> [Problem description]:
Find every line in the records that contains the string "hindwing", treating uppercase and lowercase as different, and copy each of those lines out in full.

> [Records for this task]:
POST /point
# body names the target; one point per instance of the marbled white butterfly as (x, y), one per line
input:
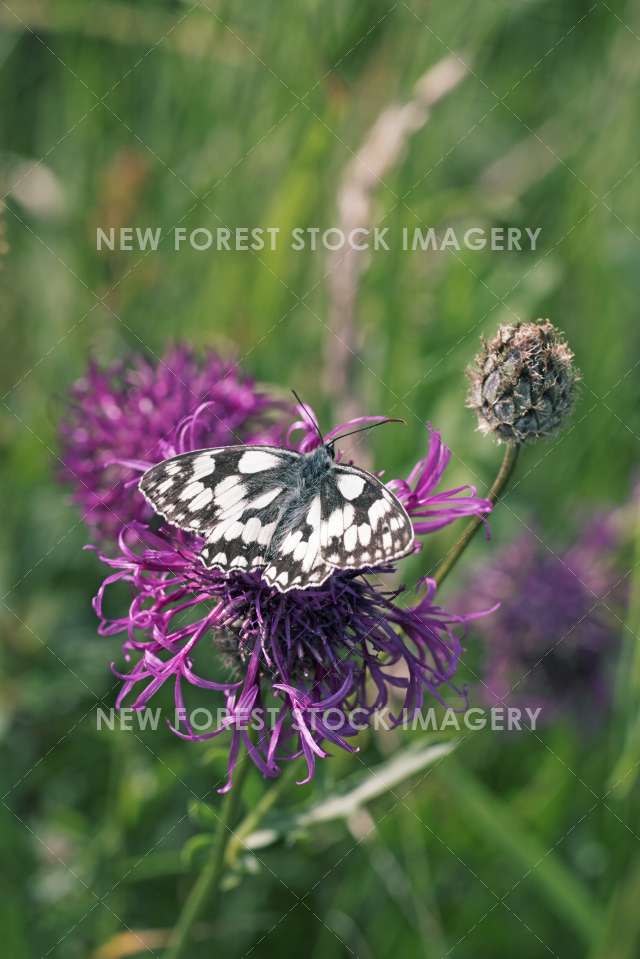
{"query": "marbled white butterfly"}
(296, 517)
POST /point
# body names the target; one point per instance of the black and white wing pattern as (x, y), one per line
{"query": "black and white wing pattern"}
(233, 496)
(363, 523)
(296, 518)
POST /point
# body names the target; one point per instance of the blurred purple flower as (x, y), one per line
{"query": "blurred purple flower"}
(551, 641)
(305, 663)
(123, 418)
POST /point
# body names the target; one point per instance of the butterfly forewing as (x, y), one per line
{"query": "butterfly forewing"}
(363, 523)
(260, 507)
(232, 496)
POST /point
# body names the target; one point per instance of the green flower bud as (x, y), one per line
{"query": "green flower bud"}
(523, 383)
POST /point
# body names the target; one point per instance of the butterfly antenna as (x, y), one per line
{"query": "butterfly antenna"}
(309, 414)
(371, 426)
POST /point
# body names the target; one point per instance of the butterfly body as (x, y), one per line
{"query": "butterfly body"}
(296, 518)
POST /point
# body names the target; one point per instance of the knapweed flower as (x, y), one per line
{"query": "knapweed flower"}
(122, 419)
(552, 640)
(296, 672)
(523, 383)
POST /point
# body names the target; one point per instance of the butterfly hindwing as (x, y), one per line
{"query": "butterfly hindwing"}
(363, 522)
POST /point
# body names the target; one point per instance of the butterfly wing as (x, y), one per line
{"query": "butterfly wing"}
(233, 496)
(363, 522)
(296, 560)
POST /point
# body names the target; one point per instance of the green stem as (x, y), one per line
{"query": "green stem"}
(255, 816)
(504, 474)
(208, 882)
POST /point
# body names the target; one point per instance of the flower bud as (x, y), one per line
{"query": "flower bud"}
(523, 382)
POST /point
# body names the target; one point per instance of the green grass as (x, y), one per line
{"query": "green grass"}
(240, 115)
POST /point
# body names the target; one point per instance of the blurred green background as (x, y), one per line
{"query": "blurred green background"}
(160, 113)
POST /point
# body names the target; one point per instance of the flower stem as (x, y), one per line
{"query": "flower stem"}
(208, 882)
(255, 816)
(507, 467)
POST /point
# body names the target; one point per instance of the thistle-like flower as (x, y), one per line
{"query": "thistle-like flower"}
(123, 418)
(523, 383)
(308, 667)
(550, 643)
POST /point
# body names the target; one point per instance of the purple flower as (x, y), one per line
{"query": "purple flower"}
(551, 642)
(309, 668)
(123, 418)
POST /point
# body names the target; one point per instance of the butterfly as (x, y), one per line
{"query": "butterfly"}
(295, 517)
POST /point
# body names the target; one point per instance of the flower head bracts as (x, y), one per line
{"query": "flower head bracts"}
(125, 418)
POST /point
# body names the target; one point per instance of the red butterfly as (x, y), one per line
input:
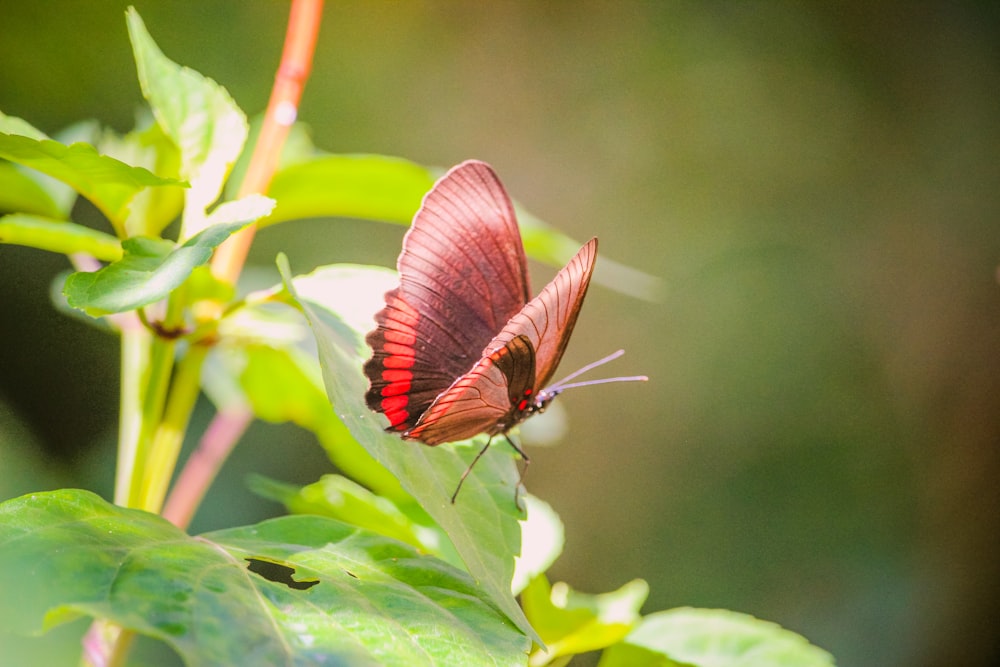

> [Answer to this exercise]:
# body names the target; one point per instance of the butterfly hindwing as (x, y), one per line
{"query": "butterfly hindwing"}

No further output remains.